High cholesterol is a major risk factor for some of the western world’s biggest killers, including heart disease, heart attack, and stroke. According to the Centers for Disease Control and Prevention, around 38 percent of adults in the United States have high cholesterol. As high cholesterol does not cause any symptoms, many of Americans don’t even realize they’re at risk.
Fortunately, cholesterol is a controllable risk factor. This means that changes to diet and lifestyle can reduce cholesterol and a person’s risk of developing serious health problems.
What Is Cholesterol?
Cholesterol is a fatty substance produced in the liver. The human body needs at least some cholesterol to perform vital functions, like building hormones and processing high-fat foods.

Records provided:
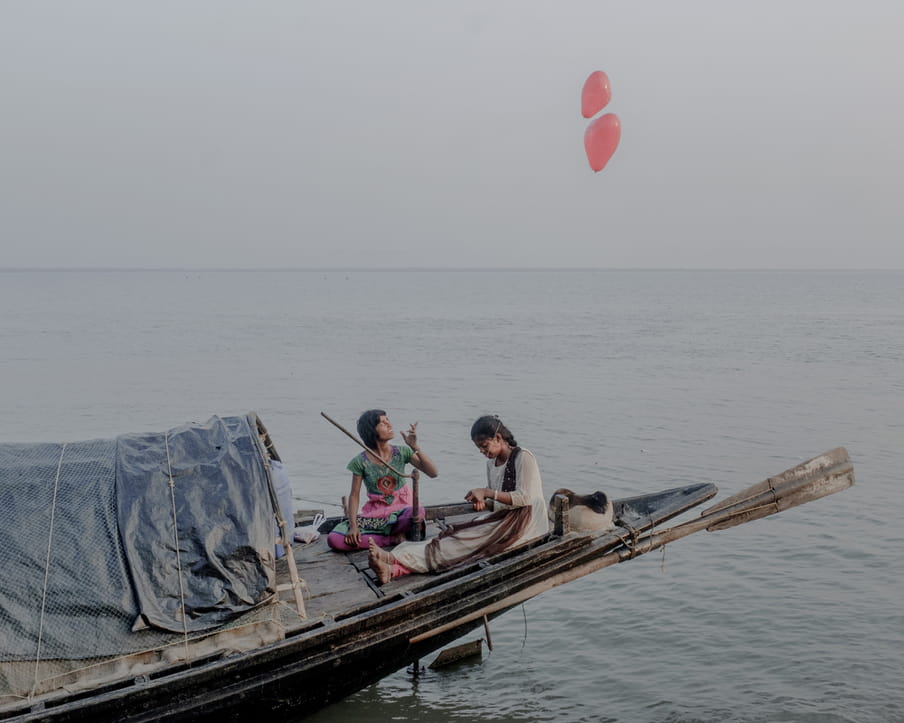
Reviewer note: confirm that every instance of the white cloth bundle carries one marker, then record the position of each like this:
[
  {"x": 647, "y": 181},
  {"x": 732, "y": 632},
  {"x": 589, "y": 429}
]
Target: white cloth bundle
[{"x": 309, "y": 533}]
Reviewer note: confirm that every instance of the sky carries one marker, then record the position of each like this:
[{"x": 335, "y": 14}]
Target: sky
[{"x": 423, "y": 134}]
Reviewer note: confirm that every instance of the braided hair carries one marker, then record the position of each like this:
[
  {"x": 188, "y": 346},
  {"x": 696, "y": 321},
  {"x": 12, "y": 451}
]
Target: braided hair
[{"x": 488, "y": 426}]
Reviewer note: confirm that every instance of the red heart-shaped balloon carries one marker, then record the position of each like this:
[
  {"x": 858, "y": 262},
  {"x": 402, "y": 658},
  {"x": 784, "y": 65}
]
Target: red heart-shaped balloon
[
  {"x": 595, "y": 94},
  {"x": 601, "y": 139}
]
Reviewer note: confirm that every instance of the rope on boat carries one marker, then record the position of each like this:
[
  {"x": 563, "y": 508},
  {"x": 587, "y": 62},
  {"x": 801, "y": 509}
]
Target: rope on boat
[
  {"x": 172, "y": 485},
  {"x": 56, "y": 486},
  {"x": 629, "y": 540}
]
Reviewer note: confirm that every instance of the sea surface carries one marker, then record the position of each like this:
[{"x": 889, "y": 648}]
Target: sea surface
[{"x": 624, "y": 381}]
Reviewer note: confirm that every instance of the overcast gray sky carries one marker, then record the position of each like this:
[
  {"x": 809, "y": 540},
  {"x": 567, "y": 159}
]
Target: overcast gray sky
[{"x": 448, "y": 134}]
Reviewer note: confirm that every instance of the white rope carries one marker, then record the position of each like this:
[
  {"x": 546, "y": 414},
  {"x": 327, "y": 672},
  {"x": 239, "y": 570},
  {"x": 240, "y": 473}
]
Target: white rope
[
  {"x": 172, "y": 484},
  {"x": 56, "y": 486}
]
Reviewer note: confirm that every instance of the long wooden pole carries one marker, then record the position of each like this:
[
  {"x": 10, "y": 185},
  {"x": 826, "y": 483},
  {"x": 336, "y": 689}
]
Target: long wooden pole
[{"x": 415, "y": 529}]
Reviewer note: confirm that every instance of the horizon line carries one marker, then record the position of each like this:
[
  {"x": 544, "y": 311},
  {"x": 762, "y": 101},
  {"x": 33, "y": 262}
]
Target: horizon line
[{"x": 242, "y": 269}]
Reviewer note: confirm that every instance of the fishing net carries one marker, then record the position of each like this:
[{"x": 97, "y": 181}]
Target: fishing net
[{"x": 133, "y": 551}]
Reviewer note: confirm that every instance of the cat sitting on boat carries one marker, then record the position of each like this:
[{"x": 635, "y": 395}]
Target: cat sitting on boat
[{"x": 586, "y": 513}]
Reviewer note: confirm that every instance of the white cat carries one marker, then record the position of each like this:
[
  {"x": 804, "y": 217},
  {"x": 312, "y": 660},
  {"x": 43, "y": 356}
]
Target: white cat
[{"x": 586, "y": 513}]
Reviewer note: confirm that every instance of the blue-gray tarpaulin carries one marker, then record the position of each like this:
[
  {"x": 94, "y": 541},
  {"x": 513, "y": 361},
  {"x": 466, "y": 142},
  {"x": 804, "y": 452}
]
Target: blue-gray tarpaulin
[{"x": 108, "y": 545}]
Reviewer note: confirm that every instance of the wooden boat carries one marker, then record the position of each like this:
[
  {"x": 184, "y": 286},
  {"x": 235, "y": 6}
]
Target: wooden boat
[{"x": 329, "y": 629}]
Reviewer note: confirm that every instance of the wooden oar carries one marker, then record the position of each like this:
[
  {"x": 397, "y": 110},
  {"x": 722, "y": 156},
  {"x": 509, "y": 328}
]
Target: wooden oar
[
  {"x": 824, "y": 475},
  {"x": 414, "y": 529},
  {"x": 364, "y": 446}
]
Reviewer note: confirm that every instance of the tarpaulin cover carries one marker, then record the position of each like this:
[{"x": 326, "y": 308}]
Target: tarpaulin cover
[{"x": 162, "y": 532}]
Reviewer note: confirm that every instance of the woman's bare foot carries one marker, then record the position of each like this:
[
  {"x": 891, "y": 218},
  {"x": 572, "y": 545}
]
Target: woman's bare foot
[{"x": 380, "y": 562}]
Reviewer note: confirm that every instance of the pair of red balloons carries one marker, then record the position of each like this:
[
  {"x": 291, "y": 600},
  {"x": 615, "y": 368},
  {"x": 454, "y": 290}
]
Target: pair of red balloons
[{"x": 602, "y": 135}]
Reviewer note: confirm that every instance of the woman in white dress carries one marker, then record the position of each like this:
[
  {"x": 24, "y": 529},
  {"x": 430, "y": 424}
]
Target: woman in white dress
[{"x": 518, "y": 513}]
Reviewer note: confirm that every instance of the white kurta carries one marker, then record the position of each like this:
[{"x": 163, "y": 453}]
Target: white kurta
[{"x": 528, "y": 492}]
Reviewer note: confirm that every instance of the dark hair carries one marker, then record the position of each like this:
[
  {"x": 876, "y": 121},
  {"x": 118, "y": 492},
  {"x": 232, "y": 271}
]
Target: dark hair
[
  {"x": 488, "y": 426},
  {"x": 367, "y": 426}
]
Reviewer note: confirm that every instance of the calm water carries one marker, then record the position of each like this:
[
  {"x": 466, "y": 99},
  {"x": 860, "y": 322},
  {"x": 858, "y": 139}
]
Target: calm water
[{"x": 629, "y": 382}]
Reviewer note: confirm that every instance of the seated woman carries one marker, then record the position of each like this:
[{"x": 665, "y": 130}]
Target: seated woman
[
  {"x": 387, "y": 514},
  {"x": 519, "y": 511}
]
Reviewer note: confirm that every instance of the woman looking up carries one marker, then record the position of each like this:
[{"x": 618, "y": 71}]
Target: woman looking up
[
  {"x": 387, "y": 513},
  {"x": 519, "y": 511}
]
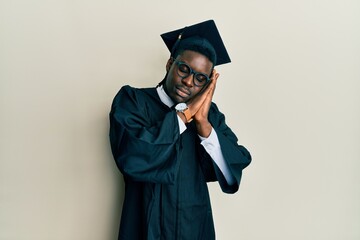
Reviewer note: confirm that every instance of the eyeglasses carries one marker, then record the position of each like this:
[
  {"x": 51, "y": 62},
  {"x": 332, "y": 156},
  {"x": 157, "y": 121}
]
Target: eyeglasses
[{"x": 184, "y": 70}]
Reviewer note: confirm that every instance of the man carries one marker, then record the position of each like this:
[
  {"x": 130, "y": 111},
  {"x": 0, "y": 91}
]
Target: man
[{"x": 171, "y": 140}]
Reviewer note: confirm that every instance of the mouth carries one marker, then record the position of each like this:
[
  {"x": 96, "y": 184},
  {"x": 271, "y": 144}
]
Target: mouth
[{"x": 182, "y": 92}]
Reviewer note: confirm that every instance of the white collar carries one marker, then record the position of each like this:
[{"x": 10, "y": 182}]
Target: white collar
[{"x": 164, "y": 97}]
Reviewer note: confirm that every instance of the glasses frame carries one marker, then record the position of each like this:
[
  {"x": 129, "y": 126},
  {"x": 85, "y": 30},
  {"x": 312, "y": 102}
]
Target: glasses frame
[{"x": 192, "y": 72}]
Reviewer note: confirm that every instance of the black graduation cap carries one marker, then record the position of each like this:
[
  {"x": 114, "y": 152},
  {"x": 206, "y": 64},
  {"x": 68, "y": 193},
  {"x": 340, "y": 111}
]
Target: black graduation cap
[{"x": 204, "y": 30}]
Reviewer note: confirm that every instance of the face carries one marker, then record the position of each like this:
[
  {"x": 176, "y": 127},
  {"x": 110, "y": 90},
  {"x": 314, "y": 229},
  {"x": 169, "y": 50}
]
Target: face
[{"x": 182, "y": 89}]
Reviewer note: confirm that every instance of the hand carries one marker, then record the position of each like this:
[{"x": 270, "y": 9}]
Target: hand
[{"x": 201, "y": 115}]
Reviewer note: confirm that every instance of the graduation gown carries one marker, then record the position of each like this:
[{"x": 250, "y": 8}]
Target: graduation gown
[{"x": 165, "y": 172}]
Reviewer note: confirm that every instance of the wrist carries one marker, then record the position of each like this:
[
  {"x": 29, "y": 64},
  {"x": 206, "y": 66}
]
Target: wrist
[{"x": 203, "y": 128}]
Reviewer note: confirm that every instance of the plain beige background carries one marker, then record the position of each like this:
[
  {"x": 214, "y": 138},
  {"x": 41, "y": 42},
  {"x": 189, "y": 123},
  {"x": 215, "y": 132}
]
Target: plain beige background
[{"x": 291, "y": 94}]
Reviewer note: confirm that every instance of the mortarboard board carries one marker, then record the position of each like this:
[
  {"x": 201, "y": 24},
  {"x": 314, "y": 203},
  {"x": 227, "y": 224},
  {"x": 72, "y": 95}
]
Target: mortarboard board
[{"x": 205, "y": 30}]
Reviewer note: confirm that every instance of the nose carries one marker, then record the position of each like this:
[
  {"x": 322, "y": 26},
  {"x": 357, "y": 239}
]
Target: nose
[{"x": 188, "y": 81}]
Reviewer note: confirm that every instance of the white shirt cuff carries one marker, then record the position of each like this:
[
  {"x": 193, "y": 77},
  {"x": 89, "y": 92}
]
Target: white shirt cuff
[{"x": 212, "y": 147}]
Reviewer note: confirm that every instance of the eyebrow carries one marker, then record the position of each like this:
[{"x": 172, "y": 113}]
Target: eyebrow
[{"x": 180, "y": 60}]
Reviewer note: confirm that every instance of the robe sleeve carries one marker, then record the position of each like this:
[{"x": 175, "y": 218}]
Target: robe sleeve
[
  {"x": 236, "y": 156},
  {"x": 145, "y": 149}
]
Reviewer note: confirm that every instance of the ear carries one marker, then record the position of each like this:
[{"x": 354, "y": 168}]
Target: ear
[{"x": 169, "y": 64}]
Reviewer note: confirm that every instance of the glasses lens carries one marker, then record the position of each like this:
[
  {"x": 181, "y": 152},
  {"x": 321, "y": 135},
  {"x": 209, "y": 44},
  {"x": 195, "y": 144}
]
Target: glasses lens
[
  {"x": 183, "y": 70},
  {"x": 200, "y": 79}
]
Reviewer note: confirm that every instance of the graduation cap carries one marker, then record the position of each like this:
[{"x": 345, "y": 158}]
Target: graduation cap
[{"x": 204, "y": 35}]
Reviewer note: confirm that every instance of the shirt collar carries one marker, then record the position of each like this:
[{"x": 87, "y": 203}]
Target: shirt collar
[{"x": 164, "y": 97}]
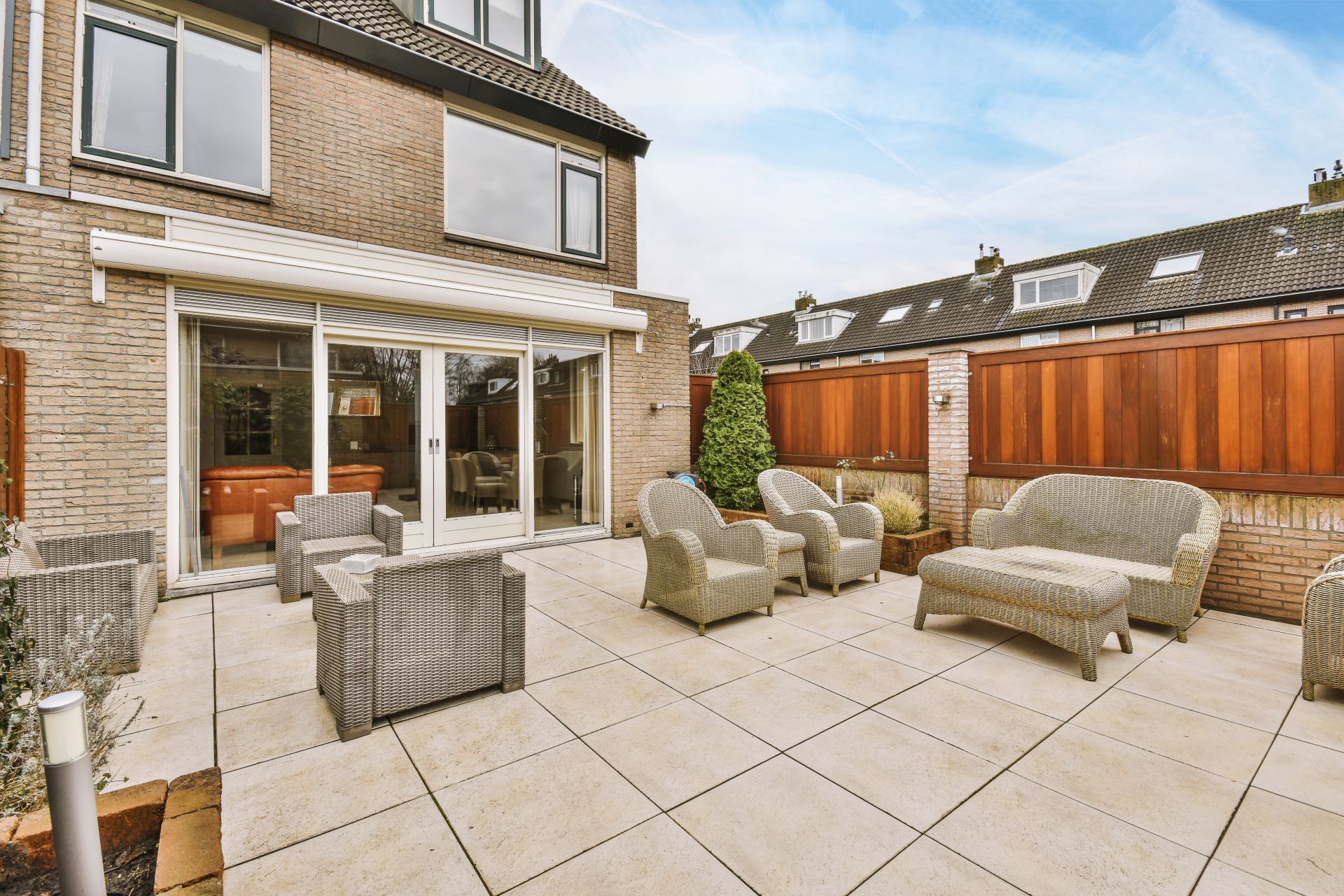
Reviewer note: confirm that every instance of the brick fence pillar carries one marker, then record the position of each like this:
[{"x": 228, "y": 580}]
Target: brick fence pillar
[{"x": 949, "y": 442}]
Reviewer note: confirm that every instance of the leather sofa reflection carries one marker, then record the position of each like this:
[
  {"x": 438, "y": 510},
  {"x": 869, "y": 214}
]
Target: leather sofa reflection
[{"x": 239, "y": 503}]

Exercise requirements:
A) According to the cholesterol text, what share of adults in the United States have high cholesterol?
B) Recast the paragraph of the cholesterol text that begins "High cholesterol is a major risk factor" as a short bulleted list that keeps its main facts.
C) Resume the cholesterol text after its final sentence, which ends "like building hormones and processing high-fat foods."
None of the data is needed here.

Numbered answers:
A) Around 38 percent, according to the Centers for Disease Control and Prevention.

B)
- High cholesterol is a major risk factor for heart disease, heart attack, and stroke, some of the western world's biggest killers.
- The Centers for Disease Control and Prevention reports that around 38 percent of US adults have high cholesterol.
- It causes no symptoms, so many Americans don't realize they're at risk.

C)
Dietary cholesterol is the term used to describe additional cholesterol taken in through the foods we eat. It is predominantly found in animal products such as meat, eggs and dairy, as well as some processed foods.
Not all cholesterol is bad for your health. In fact, there are two types of cholesterol known as:
- Low-Density Lipoprotein (LDL): Commonly referred to as “bad” cholesterol. It can lead to fatty deposits in arteries, which increase the risk of stroke and heart disease.
- High-Density Lipoprotein (HDL): Commonly referred as “good” cholesterol. Can counteract the effects of LDL fat and reduce its associated risks.